__Provided text__.
## Begin
Numerical modeling of small reaches also indicates the potential for heterogeneous groundwater discharge rates. Storey et al. (2003) found that the cross-sectional shape of the stream bed has a profound effect on the local groundwater system. In a gravel-bedded, gaining stream, they found that the shape of a riffle imposes a hydraulic boundary that focuses groundwater flow toward the river banks. Their model showed seepage at the boundaries to be twice as high and more variable than mid-river discharge.
## End
Pointing records:
## Begin
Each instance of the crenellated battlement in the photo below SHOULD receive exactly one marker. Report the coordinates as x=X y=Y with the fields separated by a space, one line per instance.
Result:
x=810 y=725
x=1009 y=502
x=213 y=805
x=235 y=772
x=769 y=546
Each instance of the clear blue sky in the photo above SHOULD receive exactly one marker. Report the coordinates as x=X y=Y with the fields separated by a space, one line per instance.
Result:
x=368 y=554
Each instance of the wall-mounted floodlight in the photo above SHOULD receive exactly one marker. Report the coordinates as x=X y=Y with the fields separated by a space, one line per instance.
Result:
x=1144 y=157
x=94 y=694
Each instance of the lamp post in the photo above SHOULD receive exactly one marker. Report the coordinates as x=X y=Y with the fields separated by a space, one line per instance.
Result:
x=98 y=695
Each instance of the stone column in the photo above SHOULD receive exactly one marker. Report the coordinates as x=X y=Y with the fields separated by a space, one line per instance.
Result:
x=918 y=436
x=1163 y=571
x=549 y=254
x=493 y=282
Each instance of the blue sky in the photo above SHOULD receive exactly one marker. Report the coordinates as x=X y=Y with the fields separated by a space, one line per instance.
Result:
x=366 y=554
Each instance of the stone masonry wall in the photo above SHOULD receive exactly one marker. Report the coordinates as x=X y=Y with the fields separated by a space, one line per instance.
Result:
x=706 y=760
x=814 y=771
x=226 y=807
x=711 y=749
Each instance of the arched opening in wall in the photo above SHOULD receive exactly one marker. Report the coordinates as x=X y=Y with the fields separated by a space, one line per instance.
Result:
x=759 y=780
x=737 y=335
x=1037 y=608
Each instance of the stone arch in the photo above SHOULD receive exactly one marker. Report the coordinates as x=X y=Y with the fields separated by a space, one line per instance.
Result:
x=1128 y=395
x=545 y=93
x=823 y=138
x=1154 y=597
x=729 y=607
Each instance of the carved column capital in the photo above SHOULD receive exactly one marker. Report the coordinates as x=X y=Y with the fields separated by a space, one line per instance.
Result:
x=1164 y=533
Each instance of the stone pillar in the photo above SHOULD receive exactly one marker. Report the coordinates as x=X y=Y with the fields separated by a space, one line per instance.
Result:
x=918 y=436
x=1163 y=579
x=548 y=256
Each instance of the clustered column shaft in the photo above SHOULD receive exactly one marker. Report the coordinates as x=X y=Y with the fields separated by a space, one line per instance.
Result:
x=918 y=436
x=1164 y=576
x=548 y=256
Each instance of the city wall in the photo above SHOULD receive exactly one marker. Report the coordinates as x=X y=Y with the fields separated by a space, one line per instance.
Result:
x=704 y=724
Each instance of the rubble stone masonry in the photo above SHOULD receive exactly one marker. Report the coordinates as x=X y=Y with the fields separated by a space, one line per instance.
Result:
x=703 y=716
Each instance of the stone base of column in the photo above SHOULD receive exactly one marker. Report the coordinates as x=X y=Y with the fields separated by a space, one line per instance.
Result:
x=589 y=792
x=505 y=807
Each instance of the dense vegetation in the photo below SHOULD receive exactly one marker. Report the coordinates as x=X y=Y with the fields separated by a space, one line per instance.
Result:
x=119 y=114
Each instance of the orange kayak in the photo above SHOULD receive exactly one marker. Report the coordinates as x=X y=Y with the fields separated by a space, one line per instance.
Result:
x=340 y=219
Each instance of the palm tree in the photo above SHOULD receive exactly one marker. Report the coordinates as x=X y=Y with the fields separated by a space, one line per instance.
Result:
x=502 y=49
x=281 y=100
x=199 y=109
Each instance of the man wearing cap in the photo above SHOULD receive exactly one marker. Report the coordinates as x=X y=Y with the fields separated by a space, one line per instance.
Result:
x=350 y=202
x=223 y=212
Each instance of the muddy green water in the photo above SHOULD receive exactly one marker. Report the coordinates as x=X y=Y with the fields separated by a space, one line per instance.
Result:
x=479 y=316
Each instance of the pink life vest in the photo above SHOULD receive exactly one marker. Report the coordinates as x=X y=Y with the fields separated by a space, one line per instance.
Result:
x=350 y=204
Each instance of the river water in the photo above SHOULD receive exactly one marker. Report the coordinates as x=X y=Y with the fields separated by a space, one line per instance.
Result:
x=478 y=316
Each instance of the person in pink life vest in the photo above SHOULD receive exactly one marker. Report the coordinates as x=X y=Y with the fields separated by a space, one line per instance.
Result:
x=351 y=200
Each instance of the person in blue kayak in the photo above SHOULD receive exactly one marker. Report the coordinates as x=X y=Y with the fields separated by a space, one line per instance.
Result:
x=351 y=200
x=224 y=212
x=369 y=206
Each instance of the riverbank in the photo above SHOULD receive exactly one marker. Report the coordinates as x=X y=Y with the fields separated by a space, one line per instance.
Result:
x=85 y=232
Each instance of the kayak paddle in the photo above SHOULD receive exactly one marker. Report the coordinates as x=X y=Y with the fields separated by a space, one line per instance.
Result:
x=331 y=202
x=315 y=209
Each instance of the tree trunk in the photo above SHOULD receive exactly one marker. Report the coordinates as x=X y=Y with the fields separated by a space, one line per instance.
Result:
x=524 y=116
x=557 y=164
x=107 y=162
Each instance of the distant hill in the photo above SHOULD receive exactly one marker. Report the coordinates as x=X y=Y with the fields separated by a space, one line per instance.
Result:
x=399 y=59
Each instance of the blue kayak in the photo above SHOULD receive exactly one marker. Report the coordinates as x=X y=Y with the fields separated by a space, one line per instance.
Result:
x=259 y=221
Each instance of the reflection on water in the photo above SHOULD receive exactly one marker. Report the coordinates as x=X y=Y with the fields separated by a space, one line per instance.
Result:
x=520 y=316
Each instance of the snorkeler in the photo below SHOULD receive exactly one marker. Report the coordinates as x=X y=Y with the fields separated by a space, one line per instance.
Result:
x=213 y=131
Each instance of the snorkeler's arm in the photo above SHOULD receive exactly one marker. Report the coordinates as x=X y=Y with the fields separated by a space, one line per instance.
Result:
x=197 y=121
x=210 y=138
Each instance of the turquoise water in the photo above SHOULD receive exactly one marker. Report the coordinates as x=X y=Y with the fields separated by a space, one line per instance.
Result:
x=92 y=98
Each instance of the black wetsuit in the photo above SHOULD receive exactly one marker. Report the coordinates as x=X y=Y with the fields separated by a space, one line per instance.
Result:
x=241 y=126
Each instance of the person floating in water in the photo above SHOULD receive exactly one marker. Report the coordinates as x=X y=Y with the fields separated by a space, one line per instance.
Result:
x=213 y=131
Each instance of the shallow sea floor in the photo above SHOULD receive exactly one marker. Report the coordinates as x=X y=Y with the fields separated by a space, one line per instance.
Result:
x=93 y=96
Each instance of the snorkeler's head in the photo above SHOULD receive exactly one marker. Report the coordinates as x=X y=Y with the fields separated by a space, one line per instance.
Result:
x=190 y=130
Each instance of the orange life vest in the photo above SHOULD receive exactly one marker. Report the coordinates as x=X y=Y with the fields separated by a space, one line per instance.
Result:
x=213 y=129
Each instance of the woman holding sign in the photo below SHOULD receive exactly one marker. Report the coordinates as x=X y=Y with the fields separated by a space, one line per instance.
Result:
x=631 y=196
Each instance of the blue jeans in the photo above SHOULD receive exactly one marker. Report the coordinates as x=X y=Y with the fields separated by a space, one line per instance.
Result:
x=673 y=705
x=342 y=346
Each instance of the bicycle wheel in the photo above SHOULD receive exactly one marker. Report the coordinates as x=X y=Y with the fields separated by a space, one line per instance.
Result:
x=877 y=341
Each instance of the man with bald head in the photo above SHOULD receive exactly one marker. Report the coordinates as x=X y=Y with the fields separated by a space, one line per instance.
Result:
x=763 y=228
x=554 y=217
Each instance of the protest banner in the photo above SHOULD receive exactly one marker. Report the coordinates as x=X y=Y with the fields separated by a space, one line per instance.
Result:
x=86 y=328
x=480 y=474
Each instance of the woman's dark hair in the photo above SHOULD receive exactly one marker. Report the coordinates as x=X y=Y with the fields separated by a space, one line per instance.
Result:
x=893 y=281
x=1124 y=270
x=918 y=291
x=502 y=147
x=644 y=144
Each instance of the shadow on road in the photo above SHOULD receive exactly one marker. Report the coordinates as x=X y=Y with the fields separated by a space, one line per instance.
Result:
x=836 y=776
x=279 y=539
## End
__Work to complete__.
1 > In the groundwater passage, how did seepage at the boundaries compare with mid-river discharge in the model by Storey et al. (2003)?
2 > Repeat the entries word for word, starting from their first line and continuing up to and including the line with "x=769 y=546".
The entries above have no connection to the groundwater passage.

__Responses__.
1 > Seepage at the boundaries was twice as high as mid-river discharge and more variable.

2 >
Each instance of the crenellated battlement in the photo below SHOULD receive exactly one marker. Report the coordinates as x=X y=Y with the fields separated by a space, one line per instance.
Result:
x=810 y=725
x=1009 y=502
x=213 y=805
x=235 y=772
x=769 y=546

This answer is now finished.